Your task = Return the exact passage of the text on Snort rules from "kali > cd /etc/snort/rules" to "editor you prefer.".

Exercise text =
-*-

Updated: Dec 31, 2022
Welcome back, my novice hackers!
My recent tutorials have been focused upon ways to NOT get caught. Some people call this anti-forensics—the ability to not leave evidence that can be tracked to you or your hack by the system administrator or law enforcement.
One the most common ways that system admins are alerted to an intrusion on their network is with a Network Intrusion Detection System (NIDS). The most widely used of these is Snort.
I already did an Introduction to Snort, and now I want to delve deeper to show you how the rules in Snort are designed to detect your intrusion. The more we know about Snort and other NIDS, the better we can evade them.
Step 1: Finding the Snort Rules
Snort is basically a packet sniffer that applies rules that attempt to identify malicious network traffic. These rules are analogous to anti-virus software signatures. The difference with Snort is that it's open source, so we can see these "signatures."
We can see the Snort rules by navigating to /etc/snort/rules on our Kali install. Let's go to that directory and take a look.
kali > cd /etc/snort/rules
Now, let's do a listing of that directory to see all of our rule files.
kali > ls -l
As we can see in the screenshot above, there are numerous Snort rules files. Each of these files contains a category of rules, some with hundreds of rules.
Step 2: Viewing Snort Rules
The Snort rules files are simple text files, so we can open and edit them with any text editor. I'll be using leafpad , but you can use vi, gedit, or any text editor you prefer.
Let's open the file sql.rules. This set of rules is designed to detect SQL attacks on the wire. This is a rather old set of rules and most system admins no longer use it.
kali > leafpad /etc/snort/rules/sql.rules
We can see that these rules are designed to detect a variety of SQL attacks.
Step 3: Examining a Rule
Let's take a simple rule and dissect it. Let's open the file scan.rules.
kali > leafpad /etc/snort/scan.rules
I have highlighted a simple rule we will use to understand how snort rules are written and read.
Step 4: Dissecting the SF Scan Rule
Let's start by examining the first part of that rule from the beginning to the first starting parenthesis. This initial part of the rule is referred to as the header, and ours looks like this:
alert tcp $EXTERNAL_NET any -> $HOME_NET any
This rule is designed to detect scans by scanning tools such as nmap and hping3. One of those scans is called a SYN-FIN scan. This scan sends TCP packets with both the SYN and the FIN flags set to attempt to determine what ports are open on the target system. A packet with both of these flags set should never appear--except for malicious purposes--as these two flags simultaneously open and close a TCP connection.

-*-

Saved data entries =
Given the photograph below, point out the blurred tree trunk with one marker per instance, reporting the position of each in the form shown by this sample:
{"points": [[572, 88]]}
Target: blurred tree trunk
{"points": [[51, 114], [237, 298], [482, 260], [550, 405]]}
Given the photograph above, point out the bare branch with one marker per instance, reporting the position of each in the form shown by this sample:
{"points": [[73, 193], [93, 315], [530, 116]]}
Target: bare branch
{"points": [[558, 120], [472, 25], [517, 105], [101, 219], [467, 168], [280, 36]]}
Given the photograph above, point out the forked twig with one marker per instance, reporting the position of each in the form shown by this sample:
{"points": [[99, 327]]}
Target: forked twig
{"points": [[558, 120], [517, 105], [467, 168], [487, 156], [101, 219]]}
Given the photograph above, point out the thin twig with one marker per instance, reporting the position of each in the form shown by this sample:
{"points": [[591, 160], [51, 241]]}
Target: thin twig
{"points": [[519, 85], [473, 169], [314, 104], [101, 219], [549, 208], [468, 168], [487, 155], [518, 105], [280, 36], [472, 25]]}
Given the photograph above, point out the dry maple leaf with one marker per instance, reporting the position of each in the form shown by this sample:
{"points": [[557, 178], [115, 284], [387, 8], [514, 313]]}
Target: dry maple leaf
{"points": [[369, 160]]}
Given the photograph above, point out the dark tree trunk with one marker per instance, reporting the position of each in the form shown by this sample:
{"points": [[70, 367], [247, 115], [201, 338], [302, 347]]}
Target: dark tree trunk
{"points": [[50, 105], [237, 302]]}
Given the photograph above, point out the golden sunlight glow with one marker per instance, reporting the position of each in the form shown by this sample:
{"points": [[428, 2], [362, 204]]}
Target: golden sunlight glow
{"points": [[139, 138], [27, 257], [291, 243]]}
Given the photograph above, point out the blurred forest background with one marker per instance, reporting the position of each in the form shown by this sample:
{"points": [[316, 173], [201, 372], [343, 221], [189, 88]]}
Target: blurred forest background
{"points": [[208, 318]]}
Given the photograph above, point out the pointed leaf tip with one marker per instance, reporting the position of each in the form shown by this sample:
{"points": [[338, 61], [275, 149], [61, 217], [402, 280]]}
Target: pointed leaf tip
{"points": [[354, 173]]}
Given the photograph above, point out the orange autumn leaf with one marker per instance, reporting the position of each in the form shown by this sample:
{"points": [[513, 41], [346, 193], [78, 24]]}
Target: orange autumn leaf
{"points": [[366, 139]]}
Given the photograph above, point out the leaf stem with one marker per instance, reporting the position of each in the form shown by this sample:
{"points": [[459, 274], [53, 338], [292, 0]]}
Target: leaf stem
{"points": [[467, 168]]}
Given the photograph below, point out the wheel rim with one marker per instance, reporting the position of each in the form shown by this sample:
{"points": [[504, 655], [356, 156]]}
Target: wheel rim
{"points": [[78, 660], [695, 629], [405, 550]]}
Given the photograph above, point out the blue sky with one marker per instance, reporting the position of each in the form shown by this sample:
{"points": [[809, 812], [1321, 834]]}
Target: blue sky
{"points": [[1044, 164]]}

-*-

Your solution =
kali > cd /etc/snort/rules
Now, let's do a listing of that directory to see all of our rule files.
kali > ls -l
As we can see in the screenshot above, there are numerous Snort rules files. Each of these files contains a category of rules, some with hundreds of rules.
Step 2: Viewing Snort Rules
The Snort rules files are simple text files, so we can open and edit them with any text editor. I'll be using leafpad , but you can use vi, gedit, or any text editor you prefer.